### URAIAN SOAL
Menurut berita tentang tes COVID-19 bagi pelancong di Taiwan, berapa lama kebijakan baru itu diharapkan berlaku?

### KUTIPAN TEKS
---*---
Jakarta (Indonesia Window) – Mulai Jumat (2/7), Taiwan akan melakukan tes PCR (polymerase chain reaction) COVID-19 kepada semua pelancong saat kedatangan, dan akan meminta mereka untuk melakukan dua kali tes dengan hasil negative, sebelum akhir masa karantina mereka, menurut Pusat Komando Epidemi Pusat (CECC).
Kebijakan baru, yang diumumkan oleh Menteri Kesehatan Chen Shih-chung pada Kamis, ditetapkan di tengah meningkatnya kekhawatiran tentang varian virus Delta yang lebih menular, menurut Kantor Berita Taiwan (CNA).
Menurut Chen, kebijakan tersebut diharapkan berlaku setidaknya selama satu bulan, dengan seluruh tes diberikan secara gratis.
Saat ini, Taiwan mewajibkan pelancong yang telah atau transit melalui “negara-negara berisiko tinggi utama” dalam 14 hari terakhir untuk melakukan tes PCR pada saat kedatangan, dan sekali lagi sebelum akhir karantina 14 hari mereka di fasilitas yang ditunjuk pemerintah.
Di bawah kebijakan baru itu, para pelancong juga harus mengikuti tes cepat antigen COVID-19 antara hari ke-10 dan ke-12 selama masa karantina mereka, kata Chen.
Hingga Kamis, Brasil, India, Inggris, Peru, Israel, Indonesia, dan Bangladesh diklasifikasikan oleh CECC sebagai negara berisiko tinggi.
Orang-orang yang datang dari negara lain saat ini diharuskan untuk tinggal di hotel karantina, dengan biaya harian 2.000 dolar Taiwan (sekitar 1 juta rupiah) per orang, namun hanya diberikan satu tes PCR sebelum akhir karantina mereka.
---*---
### INFORMASI YANG DITAMPILKAN
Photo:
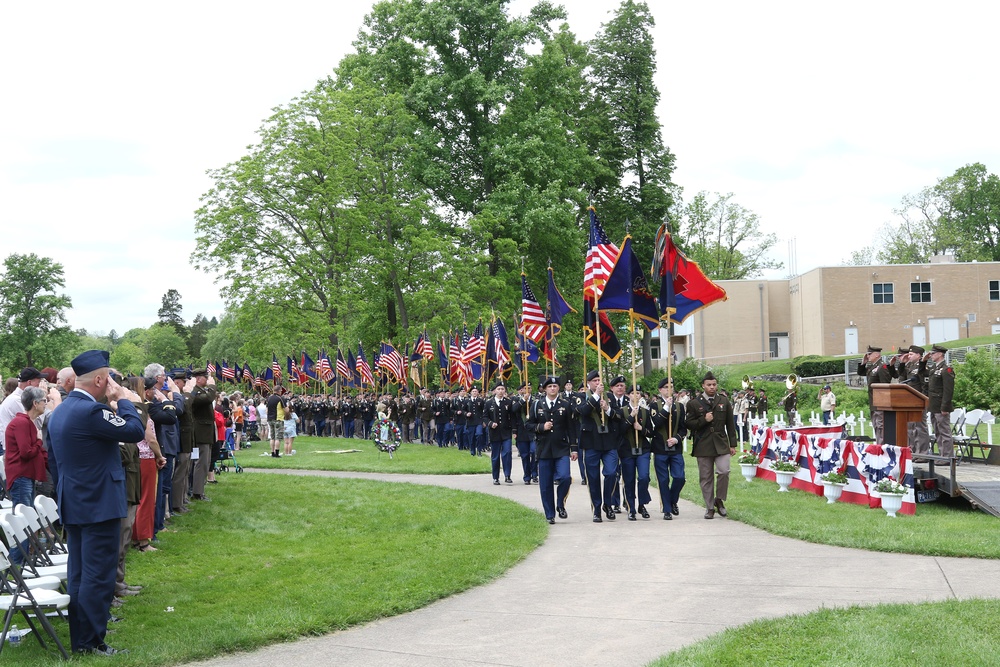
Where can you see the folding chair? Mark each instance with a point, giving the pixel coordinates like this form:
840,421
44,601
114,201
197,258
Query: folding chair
48,513
15,529
17,597
35,530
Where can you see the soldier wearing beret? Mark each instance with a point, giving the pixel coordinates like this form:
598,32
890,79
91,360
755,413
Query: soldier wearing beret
667,416
941,387
600,435
90,490
549,419
875,370
713,432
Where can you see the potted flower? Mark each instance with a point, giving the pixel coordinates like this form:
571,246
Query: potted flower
891,492
784,470
833,485
748,465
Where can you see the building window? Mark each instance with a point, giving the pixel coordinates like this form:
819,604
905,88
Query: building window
920,292
881,292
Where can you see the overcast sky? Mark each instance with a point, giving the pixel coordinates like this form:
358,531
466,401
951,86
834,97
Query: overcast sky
819,117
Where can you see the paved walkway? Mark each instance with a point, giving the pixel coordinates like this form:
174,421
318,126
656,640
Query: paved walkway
623,593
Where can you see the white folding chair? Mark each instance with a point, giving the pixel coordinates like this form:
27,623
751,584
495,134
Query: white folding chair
16,597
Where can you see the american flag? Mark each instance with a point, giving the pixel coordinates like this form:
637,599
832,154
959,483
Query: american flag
343,370
601,259
323,368
423,346
533,322
499,340
363,369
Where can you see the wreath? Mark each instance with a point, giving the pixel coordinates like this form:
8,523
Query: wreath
386,435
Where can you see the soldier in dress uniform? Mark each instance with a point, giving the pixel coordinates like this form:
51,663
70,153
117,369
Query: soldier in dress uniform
713,434
941,387
520,405
549,419
90,488
875,370
498,421
600,434
667,417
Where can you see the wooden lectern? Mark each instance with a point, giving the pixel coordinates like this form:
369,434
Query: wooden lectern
901,404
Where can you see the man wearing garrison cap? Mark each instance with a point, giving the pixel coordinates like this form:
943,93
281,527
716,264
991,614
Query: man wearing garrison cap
713,442
90,490
875,370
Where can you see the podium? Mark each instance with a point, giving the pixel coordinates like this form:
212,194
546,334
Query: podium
901,404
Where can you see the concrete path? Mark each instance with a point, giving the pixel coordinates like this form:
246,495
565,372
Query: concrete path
623,593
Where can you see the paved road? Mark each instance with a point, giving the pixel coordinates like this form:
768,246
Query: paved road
622,593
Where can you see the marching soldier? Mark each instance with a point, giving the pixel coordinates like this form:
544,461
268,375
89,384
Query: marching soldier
549,419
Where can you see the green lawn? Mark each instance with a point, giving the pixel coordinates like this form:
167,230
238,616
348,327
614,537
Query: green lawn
937,529
313,453
957,634
274,558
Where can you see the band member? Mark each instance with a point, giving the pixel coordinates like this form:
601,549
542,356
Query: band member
549,419
875,370
710,420
667,417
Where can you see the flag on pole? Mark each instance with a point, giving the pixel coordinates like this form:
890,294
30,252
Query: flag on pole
610,347
684,287
627,289
533,320
601,256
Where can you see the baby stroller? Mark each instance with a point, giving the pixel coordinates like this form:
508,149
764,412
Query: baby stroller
229,453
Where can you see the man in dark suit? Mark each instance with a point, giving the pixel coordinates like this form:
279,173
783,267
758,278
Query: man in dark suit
549,419
90,490
498,422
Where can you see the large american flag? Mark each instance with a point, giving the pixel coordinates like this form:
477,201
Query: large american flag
601,257
324,370
343,370
533,322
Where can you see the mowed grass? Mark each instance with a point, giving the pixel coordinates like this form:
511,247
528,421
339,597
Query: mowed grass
957,634
312,453
949,528
274,558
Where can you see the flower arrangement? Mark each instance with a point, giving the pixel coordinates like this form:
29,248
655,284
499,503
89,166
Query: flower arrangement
834,477
889,485
784,465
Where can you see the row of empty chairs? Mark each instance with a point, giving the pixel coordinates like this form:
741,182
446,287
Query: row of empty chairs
37,588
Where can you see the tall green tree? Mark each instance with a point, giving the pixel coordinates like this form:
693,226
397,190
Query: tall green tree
632,143
170,311
725,238
31,309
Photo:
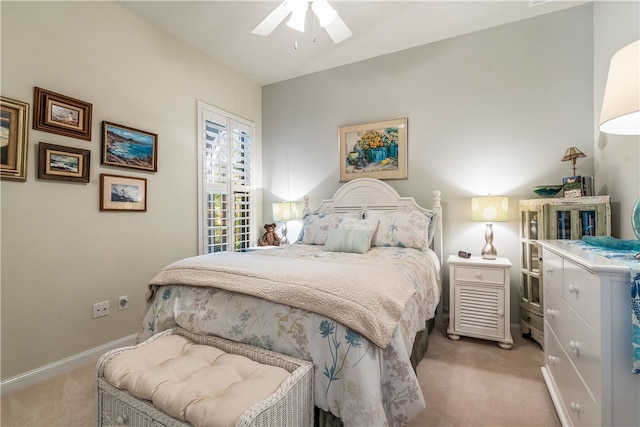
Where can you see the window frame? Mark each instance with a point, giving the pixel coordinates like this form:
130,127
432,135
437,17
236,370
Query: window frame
230,190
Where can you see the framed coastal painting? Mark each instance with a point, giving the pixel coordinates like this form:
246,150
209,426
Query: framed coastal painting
374,150
123,193
60,114
59,163
14,132
126,147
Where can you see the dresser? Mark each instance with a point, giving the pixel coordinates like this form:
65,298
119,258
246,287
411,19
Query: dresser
479,298
587,337
552,218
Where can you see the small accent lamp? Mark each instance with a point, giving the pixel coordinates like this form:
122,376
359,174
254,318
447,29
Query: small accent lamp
285,211
621,104
572,154
489,209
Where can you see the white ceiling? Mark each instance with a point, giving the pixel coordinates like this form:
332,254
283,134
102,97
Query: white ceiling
222,30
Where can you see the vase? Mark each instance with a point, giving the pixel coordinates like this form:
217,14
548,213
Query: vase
393,149
377,155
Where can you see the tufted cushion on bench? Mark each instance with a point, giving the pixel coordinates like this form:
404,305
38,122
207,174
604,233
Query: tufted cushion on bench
197,383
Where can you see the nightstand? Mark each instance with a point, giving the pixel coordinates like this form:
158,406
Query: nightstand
479,295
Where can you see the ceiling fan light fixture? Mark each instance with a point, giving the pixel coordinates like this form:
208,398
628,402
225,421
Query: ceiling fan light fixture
325,13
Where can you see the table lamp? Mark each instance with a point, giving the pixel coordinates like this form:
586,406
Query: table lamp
621,103
489,209
285,211
572,154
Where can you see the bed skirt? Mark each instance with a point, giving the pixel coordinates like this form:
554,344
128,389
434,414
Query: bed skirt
420,345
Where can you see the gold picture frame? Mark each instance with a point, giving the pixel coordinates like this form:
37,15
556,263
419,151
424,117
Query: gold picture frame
14,116
60,114
123,193
59,163
374,150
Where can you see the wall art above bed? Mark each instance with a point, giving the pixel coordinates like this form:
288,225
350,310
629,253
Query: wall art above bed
61,114
123,193
374,150
13,139
59,163
126,147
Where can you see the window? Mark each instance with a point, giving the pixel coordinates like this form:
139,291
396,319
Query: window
224,169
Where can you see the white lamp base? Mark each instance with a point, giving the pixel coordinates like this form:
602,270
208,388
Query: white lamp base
488,250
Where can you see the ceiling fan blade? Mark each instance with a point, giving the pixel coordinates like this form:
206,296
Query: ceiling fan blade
338,30
272,20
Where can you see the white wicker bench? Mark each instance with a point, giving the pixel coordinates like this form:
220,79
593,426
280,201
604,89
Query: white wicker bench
290,405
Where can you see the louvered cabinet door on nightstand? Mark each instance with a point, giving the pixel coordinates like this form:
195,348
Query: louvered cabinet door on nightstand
479,292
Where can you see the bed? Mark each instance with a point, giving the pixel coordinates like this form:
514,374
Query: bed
355,294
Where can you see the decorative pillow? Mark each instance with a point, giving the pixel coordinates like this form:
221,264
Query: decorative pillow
352,241
358,224
402,229
315,227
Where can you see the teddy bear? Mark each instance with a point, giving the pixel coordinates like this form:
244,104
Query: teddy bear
270,238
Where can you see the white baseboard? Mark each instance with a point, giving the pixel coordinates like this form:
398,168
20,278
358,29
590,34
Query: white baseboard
60,367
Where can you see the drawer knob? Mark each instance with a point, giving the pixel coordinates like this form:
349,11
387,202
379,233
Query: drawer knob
575,345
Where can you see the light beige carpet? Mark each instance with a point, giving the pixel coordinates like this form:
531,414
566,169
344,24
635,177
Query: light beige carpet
466,383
---*---
### JAWABAN
Kebijakan itu diharapkan berlaku setidaknya selama satu bulan.